* _WHAT TO PRODUCE_: Report how many lines of the entries below contain the word "coordinates", and nothing more.

□ □ □ □

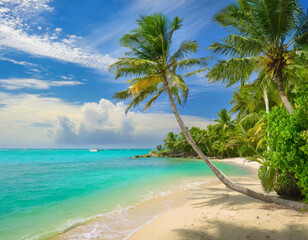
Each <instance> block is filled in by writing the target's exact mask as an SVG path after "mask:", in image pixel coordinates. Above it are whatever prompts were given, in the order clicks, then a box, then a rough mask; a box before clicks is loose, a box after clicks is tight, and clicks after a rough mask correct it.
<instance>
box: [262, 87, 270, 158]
mask: <svg viewBox="0 0 308 240" xmlns="http://www.w3.org/2000/svg"><path fill="white" fill-rule="evenodd" d="M263 94H264V103H265V111H266V114H269V102H268V93H267V90H266V87H264V88H263ZM268 137H269V134H268V132H267V139H268ZM269 150H270V149H269V145H268V144H267V146H266V151H267V152H269Z"/></svg>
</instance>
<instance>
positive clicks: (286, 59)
mask: <svg viewBox="0 0 308 240" xmlns="http://www.w3.org/2000/svg"><path fill="white" fill-rule="evenodd" d="M307 19H308V18H307V15H306V14H304V12H303V10H302V9H301V7H300V6H299V4H298V2H297V1H296V0H238V1H237V4H236V3H235V4H230V5H229V6H227V7H226V8H224V9H223V10H221V11H220V12H219V13H218V14H216V16H215V17H214V20H215V21H216V22H217V23H219V24H220V25H222V26H223V27H225V28H227V29H228V31H229V32H230V34H229V35H228V36H226V37H225V38H223V39H222V40H221V41H220V42H214V43H213V44H212V45H211V46H210V47H209V49H211V50H212V52H213V53H215V54H224V55H226V56H228V57H229V59H228V60H220V61H218V63H216V64H215V66H214V67H213V68H212V70H211V71H210V72H209V74H208V79H209V81H210V82H215V81H220V80H222V81H223V82H224V83H227V84H228V86H231V85H232V84H234V83H236V82H239V81H240V82H241V84H244V83H246V82H247V81H248V80H249V78H250V77H251V75H252V73H253V72H256V73H260V74H262V75H264V76H267V78H268V79H272V80H273V81H274V82H275V84H277V86H278V90H279V94H280V98H281V100H282V102H283V104H284V105H285V107H286V108H287V110H288V111H289V113H290V114H292V113H293V108H292V106H291V104H290V102H289V99H288V97H287V96H286V94H285V84H286V81H287V80H288V78H290V77H291V76H292V77H295V78H296V79H295V80H298V78H297V76H296V74H292V73H294V71H295V72H296V71H301V69H302V68H303V67H304V66H300V65H298V64H296V63H295V61H294V59H295V58H296V55H301V54H303V55H304V56H306V58H307V49H306V51H304V49H305V48H306V47H307V46H308V32H307V30H308V21H307ZM264 90H265V91H266V88H264Z"/></svg>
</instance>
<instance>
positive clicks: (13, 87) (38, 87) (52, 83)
mask: <svg viewBox="0 0 308 240" xmlns="http://www.w3.org/2000/svg"><path fill="white" fill-rule="evenodd" d="M80 84H83V82H79V81H48V80H39V79H32V78H10V79H0V87H3V88H5V89H7V90H16V89H21V88H32V89H41V90H43V89H49V88H50V87H62V86H76V85H80Z"/></svg>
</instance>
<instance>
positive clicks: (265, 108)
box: [263, 87, 269, 114]
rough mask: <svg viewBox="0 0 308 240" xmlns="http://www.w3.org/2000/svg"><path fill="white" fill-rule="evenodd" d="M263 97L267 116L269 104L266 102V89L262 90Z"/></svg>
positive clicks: (268, 111)
mask: <svg viewBox="0 0 308 240" xmlns="http://www.w3.org/2000/svg"><path fill="white" fill-rule="evenodd" d="M263 95H264V104H265V111H266V113H267V114H268V113H269V102H268V94H267V90H266V87H264V88H263Z"/></svg>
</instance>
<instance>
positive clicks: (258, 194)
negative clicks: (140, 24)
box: [164, 75, 308, 209]
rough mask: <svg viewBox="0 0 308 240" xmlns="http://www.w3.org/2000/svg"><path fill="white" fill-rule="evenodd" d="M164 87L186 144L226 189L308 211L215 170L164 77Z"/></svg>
mask: <svg viewBox="0 0 308 240" xmlns="http://www.w3.org/2000/svg"><path fill="white" fill-rule="evenodd" d="M164 87H165V90H166V92H167V94H168V97H169V101H170V104H171V108H172V111H173V113H174V115H175V117H176V120H177V122H178V124H179V125H180V128H181V130H182V132H183V134H184V135H185V137H186V139H187V142H188V143H189V144H190V145H191V147H192V148H193V149H194V150H195V151H196V153H197V154H198V156H199V157H200V158H201V159H202V160H204V161H205V163H206V164H207V165H208V167H209V168H210V169H211V170H212V172H213V173H214V174H215V175H216V177H217V178H218V179H219V180H220V181H221V182H222V183H223V184H225V185H226V187H228V188H230V189H232V190H234V191H237V192H240V193H242V194H244V195H247V196H249V197H252V198H256V199H259V200H262V201H265V202H268V203H276V204H280V205H284V206H287V207H290V208H294V209H308V206H307V205H306V204H304V203H299V202H294V201H289V200H285V199H281V198H278V197H275V196H269V195H265V194H262V193H258V192H255V191H253V190H250V189H248V188H246V187H243V186H241V185H239V184H237V183H235V182H233V181H232V180H231V179H229V178H228V177H227V176H225V175H224V174H223V173H222V172H221V171H220V170H219V169H218V168H216V166H215V165H214V164H213V163H212V162H211V161H210V160H209V159H208V158H207V157H206V156H205V155H204V154H203V152H202V151H201V150H200V149H199V147H198V146H197V145H196V143H195V142H194V140H193V139H192V137H191V135H190V133H189V131H188V130H187V128H186V127H185V124H184V122H183V120H182V119H181V117H180V115H179V113H178V110H177V107H176V104H175V102H174V99H173V97H172V94H171V91H170V88H169V85H168V79H167V76H166V75H165V76H164Z"/></svg>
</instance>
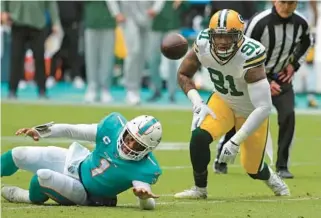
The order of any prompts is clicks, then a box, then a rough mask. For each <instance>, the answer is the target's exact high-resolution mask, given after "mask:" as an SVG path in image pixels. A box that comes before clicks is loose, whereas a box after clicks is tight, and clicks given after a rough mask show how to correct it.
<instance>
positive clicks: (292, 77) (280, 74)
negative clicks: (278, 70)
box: [279, 64, 294, 83]
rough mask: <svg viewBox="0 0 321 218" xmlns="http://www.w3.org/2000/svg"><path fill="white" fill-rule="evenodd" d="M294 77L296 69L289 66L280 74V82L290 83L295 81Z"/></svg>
mask: <svg viewBox="0 0 321 218" xmlns="http://www.w3.org/2000/svg"><path fill="white" fill-rule="evenodd" d="M293 75H294V67H293V65H292V64H288V65H287V66H286V67H285V68H284V70H283V71H281V72H280V73H279V80H281V81H282V82H288V83H290V82H291V81H292V79H293Z"/></svg>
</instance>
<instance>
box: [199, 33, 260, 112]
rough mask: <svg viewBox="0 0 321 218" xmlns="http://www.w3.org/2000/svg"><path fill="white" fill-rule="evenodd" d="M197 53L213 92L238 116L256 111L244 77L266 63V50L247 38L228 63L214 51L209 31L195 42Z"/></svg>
mask: <svg viewBox="0 0 321 218" xmlns="http://www.w3.org/2000/svg"><path fill="white" fill-rule="evenodd" d="M194 51H195V53H196V55H197V57H198V59H199V61H200V62H201V64H202V66H203V67H205V68H207V70H208V72H209V74H210V78H211V80H212V82H213V85H214V90H215V92H217V93H218V94H219V96H220V97H221V98H222V99H223V100H224V101H225V102H226V103H227V104H228V105H229V106H230V108H231V109H232V110H233V111H234V112H235V114H236V115H237V116H242V117H247V116H248V115H249V114H250V113H251V112H252V111H253V110H254V106H253V104H252V103H251V100H250V97H249V93H248V89H247V83H246V81H245V80H244V75H245V73H246V72H247V70H248V69H251V68H253V67H257V66H259V65H261V64H263V63H264V62H265V59H266V54H265V47H264V46H263V45H262V44H261V43H260V42H258V41H256V40H254V39H251V38H249V37H247V36H244V41H243V43H242V44H241V45H240V47H239V49H238V51H237V52H236V53H235V54H234V56H232V57H231V58H229V59H228V60H226V61H221V60H220V59H218V58H217V56H215V54H214V53H213V52H211V48H210V42H209V36H208V29H205V30H203V31H201V32H200V33H199V34H198V36H197V38H196V40H195V43H194Z"/></svg>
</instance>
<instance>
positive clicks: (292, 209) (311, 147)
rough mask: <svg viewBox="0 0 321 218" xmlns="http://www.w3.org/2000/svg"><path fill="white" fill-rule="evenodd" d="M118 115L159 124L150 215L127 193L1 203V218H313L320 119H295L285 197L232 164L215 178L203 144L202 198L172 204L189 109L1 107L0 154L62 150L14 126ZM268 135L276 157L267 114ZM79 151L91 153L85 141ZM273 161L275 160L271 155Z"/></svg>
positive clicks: (318, 157) (274, 136)
mask: <svg viewBox="0 0 321 218" xmlns="http://www.w3.org/2000/svg"><path fill="white" fill-rule="evenodd" d="M114 111H117V112H120V113H122V114H123V115H124V116H125V117H126V118H127V119H131V118H133V117H135V116H137V115H141V114H150V115H153V116H155V117H156V118H158V119H159V120H160V121H161V123H162V125H163V141H162V143H161V145H160V146H159V149H157V150H156V151H155V155H156V157H157V159H158V161H159V163H160V165H161V167H162V169H163V174H162V176H160V178H159V181H158V183H157V184H156V185H154V186H153V192H154V193H155V194H159V195H160V198H159V199H157V206H156V209H155V210H154V211H141V210H140V209H139V208H138V206H137V200H136V198H135V197H134V196H133V194H132V192H131V191H130V190H129V191H127V192H125V193H122V194H121V195H119V197H118V206H117V207H116V208H105V207H78V206H77V207H76V206H69V207H64V206H58V205H56V204H55V203H54V202H53V201H49V202H47V203H46V204H45V205H42V206H38V205H30V204H13V203H9V202H7V201H6V200H4V199H3V198H2V199H1V215H2V217H8V218H14V217H19V218H20V217H24V218H25V217H32V218H35V217H40V218H42V217H44V218H58V217H111V218H116V217H126V216H127V217H130V218H140V217H145V218H146V217H166V218H167V217H168V218H170V217H178V218H189V217H194V218H195V217H276V218H281V217H293V218H299V217H301V218H303V217H305V218H314V217H320V216H321V130H320V129H321V115H320V113H319V114H316V115H302V114H300V115H297V121H296V138H295V140H294V145H293V147H292V155H291V168H290V169H291V172H292V173H293V174H294V175H295V178H294V179H293V180H286V182H287V184H288V185H289V187H290V190H291V193H292V196H291V197H275V196H273V193H272V191H271V190H270V189H268V187H267V186H266V185H265V184H264V183H263V182H261V181H256V180H252V179H251V178H250V177H249V176H247V175H246V173H245V172H244V170H243V169H242V168H241V167H240V165H239V159H237V160H236V163H235V164H234V165H230V166H229V173H228V174H227V175H216V174H214V173H213V171H212V163H213V159H214V157H215V154H216V151H215V150H216V143H213V144H212V145H211V150H212V161H211V163H210V165H209V179H208V184H209V185H208V192H209V197H208V199H207V200H198V201H196V200H176V199H174V198H173V194H175V193H176V192H180V191H183V190H184V189H187V188H190V187H191V186H192V185H193V179H192V169H191V165H190V160H189V151H188V141H189V138H190V123H191V118H192V113H191V110H184V109H181V110H178V109H177V110H174V109H166V108H161V109H157V108H138V107H137V108H135V107H130V108H129V107H127V108H126V107H103V106H85V105H49V104H47V105H45V104H26V103H24V104H18V103H8V102H7V103H2V104H1V153H4V152H6V151H7V150H9V149H12V148H13V147H15V146H49V145H50V146H52V145H55V146H61V147H68V146H69V145H70V144H71V142H72V141H71V140H68V139H44V140H41V141H40V142H33V141H32V140H31V139H29V138H25V137H17V136H14V133H15V131H16V130H17V129H18V128H22V127H32V126H35V125H37V124H42V123H46V122H50V121H55V122H56V123H74V124H76V123H97V122H99V121H100V119H102V118H103V117H104V116H106V115H107V114H108V113H110V112H114ZM271 132H272V136H273V142H274V153H275V154H276V148H277V146H276V139H277V121H276V116H275V115H272V116H271ZM81 143H82V144H83V145H86V146H88V147H89V148H90V147H91V145H90V144H88V143H86V142H81ZM274 158H276V155H274ZM31 176H32V175H31V174H30V173H28V172H24V171H18V172H17V173H16V174H15V175H13V176H11V177H6V178H2V179H1V182H2V184H7V185H17V186H19V187H22V188H28V185H29V180H30V178H31Z"/></svg>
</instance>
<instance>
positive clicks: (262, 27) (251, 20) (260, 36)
mask: <svg viewBox="0 0 321 218" xmlns="http://www.w3.org/2000/svg"><path fill="white" fill-rule="evenodd" d="M259 22H260V19H259V17H258V16H254V17H252V19H251V20H250V21H249V24H248V25H247V26H246V29H245V33H244V34H245V35H246V36H247V37H250V38H252V39H255V40H256V41H259V42H260V41H261V37H262V34H263V30H264V28H263V26H262V25H261V24H260V23H259Z"/></svg>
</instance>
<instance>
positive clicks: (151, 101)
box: [147, 91, 162, 102]
mask: <svg viewBox="0 0 321 218" xmlns="http://www.w3.org/2000/svg"><path fill="white" fill-rule="evenodd" d="M161 97H162V95H161V93H160V92H159V91H156V92H154V94H153V95H152V97H150V98H148V99H147V101H148V102H155V101H157V100H159V99H160V98H161Z"/></svg>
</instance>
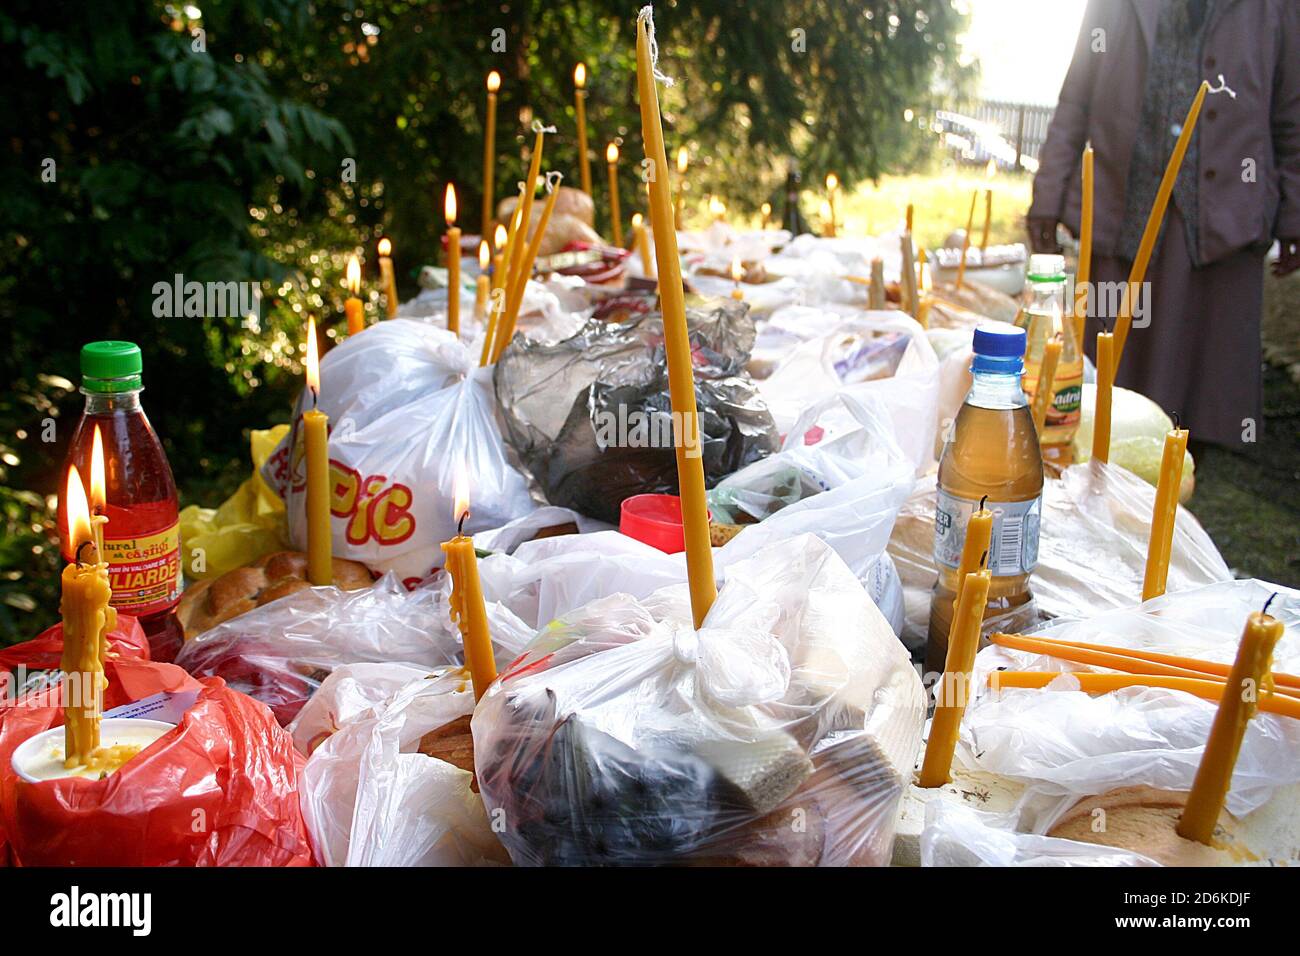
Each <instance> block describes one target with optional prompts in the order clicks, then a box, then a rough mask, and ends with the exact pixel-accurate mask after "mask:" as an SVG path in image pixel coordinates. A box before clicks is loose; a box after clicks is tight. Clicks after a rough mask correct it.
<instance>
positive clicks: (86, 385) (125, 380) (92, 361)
mask: <svg viewBox="0 0 1300 956" xmlns="http://www.w3.org/2000/svg"><path fill="white" fill-rule="evenodd" d="M143 368H144V365H143V363H142V362H140V347H139V346H138V345H135V342H90V343H87V345H83V346H82V388H85V389H86V390H87V392H109V393H110V392H134V390H135V389H139V388H142V382H140V372H142V371H143Z"/></svg>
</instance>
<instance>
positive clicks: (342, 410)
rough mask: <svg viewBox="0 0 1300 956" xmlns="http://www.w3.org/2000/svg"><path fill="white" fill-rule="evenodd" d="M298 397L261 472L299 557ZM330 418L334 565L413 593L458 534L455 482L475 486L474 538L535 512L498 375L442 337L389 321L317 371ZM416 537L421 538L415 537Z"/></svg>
mask: <svg viewBox="0 0 1300 956" xmlns="http://www.w3.org/2000/svg"><path fill="white" fill-rule="evenodd" d="M308 406H309V398H307V397H305V395H304V397H300V398H299V407H298V411H296V414H295V416H294V431H292V432H291V433H290V434H289V436H287V437H286V438H285V440H283V441H282V442H281V444H279V446H278V447H277V449H276V453H274V454H273V455H272V457H270V459H269V460H268V462H266V464H265V466H264V468H263V475H264V477H265V479H266V481H268V484H270V486H272V488H273V489H276V492H277V493H278V494H279V496H281V497H282V498H285V502H286V507H287V512H289V531H290V537H291V538H292V541H294V544H295V546H296V548H299V549H303V548H304V545H305V542H307V528H305V509H304V501H305V496H307V484H305V460H304V449H303V440H302V428H300V421H302V412H303V411H304V410H305V408H307V407H308ZM320 408H321V411H324V412H325V414H328V415H329V421H330V438H329V455H330V476H331V483H333V496H331V511H333V516H331V528H333V538H334V557H338V558H351V559H354V561H360V562H361V563H364V564H365V566H367V567H369V568H372V570H376V571H389V570H391V571H395V572H396V574H398V575H399V576H400V578H402V579H403V580H406V581H407V583H412V584H413V583H415V581H419V580H420V579H422V578H425V576H426V575H428V574H429V572H430V571H432V570H434V568H438V567H442V561H443V554H442V549H441V548H439V546H438V542H441V541H446V540H447V538H450V537H452V536H454V535H455V533H456V522H455V518H454V515H452V511H454V501H452V498H454V493H455V489H454V486H452V485H454V481H455V473H456V468H458V466H459V464H460V463H461V462H463V463H464V466H465V471H467V473H468V475H471V476H473V488H472V494H473V509H472V511H471V516H469V519H468V520H467V523H465V529H467V531H468V532H471V533H472V532H474V531H485V529H487V528H495V527H498V525H500V524H504V523H506V522H510V520H512V519H515V518H520V516H523V515H525V514H528V512H529V511H532V510H533V509H534V507H536V503H534V502H533V499H532V497H530V496H529V490H528V480H526V479H525V476H524V475H523V472H520V471H519V470H517V468H516V467H515V464H513V463H512V462H511V455H510V451H508V449H507V447H506V444H504V442H503V441H502V438H500V432H499V428H498V425H497V420H495V415H497V410H495V398H494V395H493V390H491V369H490V368H478V367H477V354H473V355H471V350H469V349H468V347H467V346H465V345H464V343H461V342H460V341H459V339H456V338H455V337H454V336H451V334H450V333H447V332H446V330H443V329H437V328H433V326H432V325H425V324H422V323H419V321H412V320H406V319H391V320H387V321H382V323H378V324H376V325H372V326H369V328H368V329H365V332H364V333H361V334H359V336H352V337H350V338H347V339H344V341H343V342H342V343H341V345H339V346H337V347H334V349H331V350H330V351H329V352H328V354H326V355H325V358H324V359H322V360H321V393H320ZM417 528H419V532H417V531H416V529H417Z"/></svg>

□ □ □ □

* _SOLUTION_: 2